Il raconte, sous sa tente de commandement, le siège d’Azovstal, ce Masada souterrain où mille hommes, coupés du monde, loqueteux, à peine armés, résistèrent, de mars à mai 2022, avec pour seul but de retarder la chute de Marioupol.

Les débats, la dernière nuit, quand le président Zelensky donna l’ordre de la reddition et que nombre de ses compagnons pensèrent que mieux valait mourir là, les armes à la main, en héros, plutôt que croupir, et mourir, dans une prison russe.

Il raconte les geôles russes, les tourments qui lui furent infligés quatre mois durant, jusqu’au 21 septembre 2022, et sur lesquels sa souveraine fierté lui interdit de s’attarder – il raconte comment, dans les moments où tout paraissait perdu, seule l’aidait à tenir l’idée qu’il fallait survivre pour pouvoir transmettre, un jour, l’incalculable capital de vaillance et de résistance accumulé pendant ce siège épique.

Je connais la mauvaise réputation que fait à Azov la propagande poutinienne. Dix fois, depuis le temps que dure cette interminable guerre, j’ai eu l’occasion d’enquêter sur l’histoire de ce bataillon devenu régiment puis brigade et qui s’est purgé, entre-temps, des hypernationalistes et antisémites qui s’y étaient agrégés au début.

C’est un sujet, on s’en doute, sur lequel je ne transige pas. Eh bien, en cette veillée d’armes, à l’aube d’une offensive où tout indique que la brigade se taillera la part du lion, cheminant sur une piste de terre où il fait si chaud que le pas des hommes, autour de nous, soulève des volutes de poussière pareilles à une fumée, je dis à leur commandant mon estime et mon amitié.

Le général Oleksandr Syrsky, lui non plus, ne parle guère. Héros discret de la bataille de Kiev, puis libérateur de Kharkiv et, désormais, commandant en chef des forces armées ukrainiennes en remplacement de Valeri Zaloujny limogé pour s’être trop répandu dans les médias, il fuit les journalistes et passe tout son temps, sur le terrain, parmi ses soldats.

Données d'ancrage d'objets en langage naturel ::

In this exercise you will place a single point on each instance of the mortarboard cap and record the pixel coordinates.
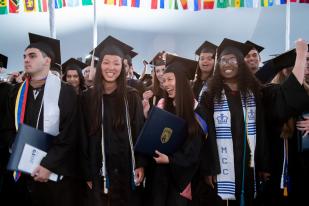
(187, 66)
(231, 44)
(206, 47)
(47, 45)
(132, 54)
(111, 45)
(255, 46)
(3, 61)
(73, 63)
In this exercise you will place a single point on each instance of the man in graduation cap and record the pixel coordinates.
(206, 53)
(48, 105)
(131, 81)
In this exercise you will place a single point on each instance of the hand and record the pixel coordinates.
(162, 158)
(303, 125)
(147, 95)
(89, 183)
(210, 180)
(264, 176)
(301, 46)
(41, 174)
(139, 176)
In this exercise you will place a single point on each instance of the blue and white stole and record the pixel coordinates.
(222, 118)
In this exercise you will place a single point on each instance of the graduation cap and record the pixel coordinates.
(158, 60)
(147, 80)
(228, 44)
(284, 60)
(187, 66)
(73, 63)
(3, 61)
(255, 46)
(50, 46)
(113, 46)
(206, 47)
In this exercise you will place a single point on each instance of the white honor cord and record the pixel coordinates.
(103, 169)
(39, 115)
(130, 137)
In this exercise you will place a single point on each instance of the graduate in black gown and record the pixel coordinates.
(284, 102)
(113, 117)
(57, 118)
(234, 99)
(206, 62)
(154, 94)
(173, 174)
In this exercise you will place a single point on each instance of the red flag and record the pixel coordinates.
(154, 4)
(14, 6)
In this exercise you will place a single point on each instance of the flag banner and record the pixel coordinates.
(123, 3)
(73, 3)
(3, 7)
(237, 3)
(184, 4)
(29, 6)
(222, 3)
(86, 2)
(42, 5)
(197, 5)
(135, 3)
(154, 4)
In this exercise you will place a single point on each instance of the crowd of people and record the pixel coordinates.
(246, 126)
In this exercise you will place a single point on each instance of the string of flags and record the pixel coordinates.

CONSIGNE :: Dans l'extrait, recopiez le passage qui s'ouvre sur les mots contenant « Je connais la » et se ferme sur « et mon amitié. ». Substituez-y « sable » à « poussière ».

RÉPONSE RÉDIGÉE ::
Je connais la mauvaise réputation que fait à Azov la propagande poutinienne. Dix fois, depuis le temps que dure cette interminable guerre, j’ai eu l’occasion d’enquêter sur l’histoire de ce bataillon devenu régiment puis brigade et qui s’est purgé, entre-temps, des hypernationalistes et antisémites qui s’y étaient agrégés au début.

C’est un sujet, on s’en doute, sur lequel je ne transige pas. Eh bien, en cette veillée d’armes, à l’aube d’une offensive où tout indique que la brigade se taillera la part du lion, cheminant sur une piste de terre où il fait si chaud que le pas des hommes, autour de nous, soulève des volutes de sable pareilles à une fumée, je dis à leur commandant mon estime et mon amitié.